16 December 2009

Madman Theory and Health Reform

This post at LGM made me think about how madman theory, or the theory of rational irrationalism, might be relevant to understanding the current negotiations over health care reform in the Senate.

When Thomas Schelling won the Nobel Prize for Economics, the Swedes said this:

Against the backdrop of the nuclear arms race in the late 1950s, Thomas Schelling’s book The Strategy of Conflict [1960] set forth his vision of game theory as a unifying framework for the social sciences. Schelling showed that a party can strengthen its position by overtly worsening its own options, that the capability to retaliate can be more useful than the ability to resist an attack, and that uncertain retaliation is more credible and more efficient than certain retaliation. These insights have proven to be of great relevance for conflict resolution and efforts to avoid war. . .

Tyler Cowen puts it in layman's terms:

Ever see Dr. Strangelove? [Schelling] developed the idea that deterrence is never fully credible (why retaliate once you are wiped out?). The best deterrent might involve pre-commitment [e.g., the Doomsday Machine], some element of randomness [e.g., ambiguity about one’s deterrent strategy], or a partly crazy leader [e.g., a madman such as General Ripper]. I recall Tom telling me he was briefly an advisor to Kubrick.

**Given records**
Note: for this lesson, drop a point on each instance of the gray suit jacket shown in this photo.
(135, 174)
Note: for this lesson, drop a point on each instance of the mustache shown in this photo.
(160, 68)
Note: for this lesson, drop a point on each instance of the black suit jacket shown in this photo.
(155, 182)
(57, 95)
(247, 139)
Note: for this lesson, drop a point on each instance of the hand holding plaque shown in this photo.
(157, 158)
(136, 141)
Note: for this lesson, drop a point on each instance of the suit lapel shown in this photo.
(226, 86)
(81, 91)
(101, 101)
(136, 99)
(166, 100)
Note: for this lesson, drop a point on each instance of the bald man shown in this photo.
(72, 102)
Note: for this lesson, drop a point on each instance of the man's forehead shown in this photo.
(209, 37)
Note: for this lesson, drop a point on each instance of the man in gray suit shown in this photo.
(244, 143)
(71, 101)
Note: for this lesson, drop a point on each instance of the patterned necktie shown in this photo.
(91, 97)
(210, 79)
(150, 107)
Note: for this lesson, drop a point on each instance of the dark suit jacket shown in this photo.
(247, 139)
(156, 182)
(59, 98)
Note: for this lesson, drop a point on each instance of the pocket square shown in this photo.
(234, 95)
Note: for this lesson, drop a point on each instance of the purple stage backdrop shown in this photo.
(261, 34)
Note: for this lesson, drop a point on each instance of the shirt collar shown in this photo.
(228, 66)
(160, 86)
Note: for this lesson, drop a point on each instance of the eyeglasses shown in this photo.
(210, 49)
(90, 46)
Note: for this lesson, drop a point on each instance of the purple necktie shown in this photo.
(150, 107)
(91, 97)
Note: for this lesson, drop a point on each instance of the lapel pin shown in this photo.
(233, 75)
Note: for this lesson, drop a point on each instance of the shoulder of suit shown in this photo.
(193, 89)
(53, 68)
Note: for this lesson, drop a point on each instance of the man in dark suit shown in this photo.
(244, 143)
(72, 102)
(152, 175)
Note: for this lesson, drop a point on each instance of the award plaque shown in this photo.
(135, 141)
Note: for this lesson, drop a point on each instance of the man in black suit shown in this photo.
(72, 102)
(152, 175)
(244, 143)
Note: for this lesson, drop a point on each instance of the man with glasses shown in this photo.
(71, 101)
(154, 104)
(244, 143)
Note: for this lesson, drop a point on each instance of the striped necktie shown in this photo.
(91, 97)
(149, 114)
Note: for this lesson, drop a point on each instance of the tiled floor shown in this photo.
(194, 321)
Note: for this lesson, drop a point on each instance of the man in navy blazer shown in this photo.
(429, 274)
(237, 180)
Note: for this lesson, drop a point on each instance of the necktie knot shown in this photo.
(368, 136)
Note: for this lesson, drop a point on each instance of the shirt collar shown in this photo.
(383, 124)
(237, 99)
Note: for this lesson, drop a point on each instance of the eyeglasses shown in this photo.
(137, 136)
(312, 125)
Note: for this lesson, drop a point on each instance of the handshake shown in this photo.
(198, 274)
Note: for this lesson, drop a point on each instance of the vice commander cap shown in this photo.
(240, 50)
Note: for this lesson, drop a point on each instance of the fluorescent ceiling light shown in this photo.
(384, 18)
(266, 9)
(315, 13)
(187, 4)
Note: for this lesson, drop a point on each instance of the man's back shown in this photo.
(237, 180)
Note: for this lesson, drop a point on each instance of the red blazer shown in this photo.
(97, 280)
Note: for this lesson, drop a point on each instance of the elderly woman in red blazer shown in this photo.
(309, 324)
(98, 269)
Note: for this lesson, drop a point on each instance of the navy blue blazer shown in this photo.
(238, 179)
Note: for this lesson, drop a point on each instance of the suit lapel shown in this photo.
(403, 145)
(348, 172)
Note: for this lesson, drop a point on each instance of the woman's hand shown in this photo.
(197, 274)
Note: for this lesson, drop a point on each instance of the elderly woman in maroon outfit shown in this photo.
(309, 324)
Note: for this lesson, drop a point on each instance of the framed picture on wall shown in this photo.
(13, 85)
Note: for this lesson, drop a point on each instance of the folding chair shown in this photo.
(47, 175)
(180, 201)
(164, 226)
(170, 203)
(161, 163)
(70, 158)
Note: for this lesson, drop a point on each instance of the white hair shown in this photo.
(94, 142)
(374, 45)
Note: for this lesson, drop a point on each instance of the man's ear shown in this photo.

**Work instructions**
(a) Do these statements agree with the post on madman theory and health reform? Answer yes or no for each, quoting the words of the post that decide it.
(i) According to the Nobel citation, uncertain retaliation is more credible than certain retaliation.
(ii) The Strategy of Conflict was published in the late 1950s.
(iii) Schelling told Cowen that he had advised Kubrick for a long period.
(b) Can you resume the post on madman theory and health reform, starting after its final sentence?

**Results in order**
(a)
(i) Yes: "uncertain retaliation is more credible and more efficient than certain retaliation."
(ii) No: "The Strategy of Conflict [1960]."
(iii) No: "he was briefly an advisor to Kubrick."

(b)
Here's where health care comes in. Progressive legislators would like to see "optimally" progressive legislation passed, but they, at the same time, actually care about the uninsured, insurance company abuses, and people losing their insurance when they lose their jobs. Since Lieberman doesn't really give a damn about any of these factors and is really only concerned with extracting concessions from those darn liberals that were mean to him in '06, his bargaining position is strengthened to a significant extent. As Lemieux puts it:

The dilemma facing progressives on health care is simply that the indifference in the face of suffering that the Joe Liebermans of the world have greatly increases their negotiating leverage. His threats to blow up health care reform are simply going to be more credible than those of people who actually care about whether people have access to health insurance.

Since progressive members actually want something to pass because of their real concerns about actual outcomes, they are much less likely than Lieberman to simply blow up the whole process in return for a public option or a Medicare buy-in.